**Exercise:**
Begin at the line that has "Seedling-scouting request: tag the rusty" and stop after the last item. Rewrite every one of those lines in full, raising each coordinate value by 118.

***** Source records

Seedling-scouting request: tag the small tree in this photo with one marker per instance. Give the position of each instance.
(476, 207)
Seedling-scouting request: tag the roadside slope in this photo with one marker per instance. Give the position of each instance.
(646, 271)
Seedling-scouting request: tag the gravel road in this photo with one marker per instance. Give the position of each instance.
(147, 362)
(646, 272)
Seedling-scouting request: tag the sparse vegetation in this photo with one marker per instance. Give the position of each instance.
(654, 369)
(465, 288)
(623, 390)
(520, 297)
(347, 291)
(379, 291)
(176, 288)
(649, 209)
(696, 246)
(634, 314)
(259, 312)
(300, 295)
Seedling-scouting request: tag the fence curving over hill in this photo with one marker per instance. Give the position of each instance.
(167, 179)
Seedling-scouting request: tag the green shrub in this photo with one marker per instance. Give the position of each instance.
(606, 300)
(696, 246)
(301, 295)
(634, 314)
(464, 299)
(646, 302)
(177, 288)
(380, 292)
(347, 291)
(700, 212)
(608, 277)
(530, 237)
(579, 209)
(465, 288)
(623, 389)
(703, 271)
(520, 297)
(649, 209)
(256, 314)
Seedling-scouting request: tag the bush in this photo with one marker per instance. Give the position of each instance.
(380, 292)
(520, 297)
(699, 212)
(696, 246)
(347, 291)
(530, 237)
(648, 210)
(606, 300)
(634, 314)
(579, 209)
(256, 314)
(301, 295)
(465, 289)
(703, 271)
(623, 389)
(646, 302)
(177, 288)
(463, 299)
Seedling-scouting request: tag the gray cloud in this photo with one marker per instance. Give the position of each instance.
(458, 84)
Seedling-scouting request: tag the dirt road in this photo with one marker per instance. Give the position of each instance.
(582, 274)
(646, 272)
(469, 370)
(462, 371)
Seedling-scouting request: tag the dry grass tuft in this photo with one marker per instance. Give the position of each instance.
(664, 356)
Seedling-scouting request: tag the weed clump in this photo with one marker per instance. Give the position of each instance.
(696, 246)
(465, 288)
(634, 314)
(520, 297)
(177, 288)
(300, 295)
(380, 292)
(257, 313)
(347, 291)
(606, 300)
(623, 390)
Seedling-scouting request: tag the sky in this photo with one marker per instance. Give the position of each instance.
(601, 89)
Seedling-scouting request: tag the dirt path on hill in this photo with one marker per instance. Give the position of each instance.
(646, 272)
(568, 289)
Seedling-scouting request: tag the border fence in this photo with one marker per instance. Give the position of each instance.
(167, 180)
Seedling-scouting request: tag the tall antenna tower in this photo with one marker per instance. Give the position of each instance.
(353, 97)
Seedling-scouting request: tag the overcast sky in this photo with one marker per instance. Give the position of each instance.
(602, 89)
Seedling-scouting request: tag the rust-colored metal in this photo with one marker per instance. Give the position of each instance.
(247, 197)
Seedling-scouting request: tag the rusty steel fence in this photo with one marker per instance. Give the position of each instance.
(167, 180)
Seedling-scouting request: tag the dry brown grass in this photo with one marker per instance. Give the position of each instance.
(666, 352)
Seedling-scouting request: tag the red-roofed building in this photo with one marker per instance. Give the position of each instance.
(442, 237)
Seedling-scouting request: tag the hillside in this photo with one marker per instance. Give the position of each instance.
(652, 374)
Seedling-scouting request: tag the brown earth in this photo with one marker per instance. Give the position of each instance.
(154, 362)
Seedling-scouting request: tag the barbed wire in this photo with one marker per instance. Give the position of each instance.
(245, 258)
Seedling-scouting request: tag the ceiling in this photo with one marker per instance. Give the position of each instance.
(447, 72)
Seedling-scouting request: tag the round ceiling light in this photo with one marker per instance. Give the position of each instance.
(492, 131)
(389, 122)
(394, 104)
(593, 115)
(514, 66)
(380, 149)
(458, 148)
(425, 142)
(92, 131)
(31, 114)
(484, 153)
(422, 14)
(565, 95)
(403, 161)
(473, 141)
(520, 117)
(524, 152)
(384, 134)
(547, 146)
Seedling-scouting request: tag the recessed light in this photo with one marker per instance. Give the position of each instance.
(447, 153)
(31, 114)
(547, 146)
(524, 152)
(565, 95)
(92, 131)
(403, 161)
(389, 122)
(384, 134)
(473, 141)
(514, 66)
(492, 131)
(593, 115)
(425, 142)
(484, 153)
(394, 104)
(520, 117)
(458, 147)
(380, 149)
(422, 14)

**********

**Output for this exercise:**
Seedling-scouting request: tag the rusty steel fence in this photo with one marker per instance. Give the position of each instance.
(285, 298)
Seedling-scouting request: tag the dry brown grass in this photo with one marker per instance. Give the position of each instance.
(784, 470)
Seedling-scouting request: tag the red-roofed building in this photo with one marker per instance. Give the position of each instance.
(560, 355)
Seedling-scouting request: tag the hillside in this photo with one marker per instance. Give the position of each instance.
(770, 492)
Seedling-scouting request: tag the brown earth in this photo with one marker per instance. Give the position of each instance.
(272, 480)
Seedling-scouting request: tag the barbed wire in this photo with one marker per instance. Give the position of each instance.
(363, 376)
Seedling-scouting request: tag the ceiling in this photo with one marker per instance. Give the position of each instance.
(565, 190)
Seedling-scouting request: tag the round ceiling light in this photo with one marker per instance. Give the position of each instance.
(610, 249)
(507, 240)
(512, 222)
(711, 233)
(632, 184)
(498, 267)
(576, 266)
(543, 260)
(210, 249)
(149, 232)
(602, 271)
(540, 132)
(683, 213)
(521, 279)
(591, 259)
(638, 235)
(642, 270)
(502, 252)
(665, 264)
Seedling-scouting request: tag the recessed light in this photo with one marker per instance. Give the position of each instance.
(565, 271)
(149, 232)
(665, 264)
(642, 270)
(683, 213)
(210, 249)
(521, 279)
(507, 240)
(502, 252)
(591, 259)
(632, 184)
(610, 249)
(711, 233)
(543, 260)
(602, 271)
(512, 222)
(638, 235)
(576, 265)
(498, 267)
(540, 132)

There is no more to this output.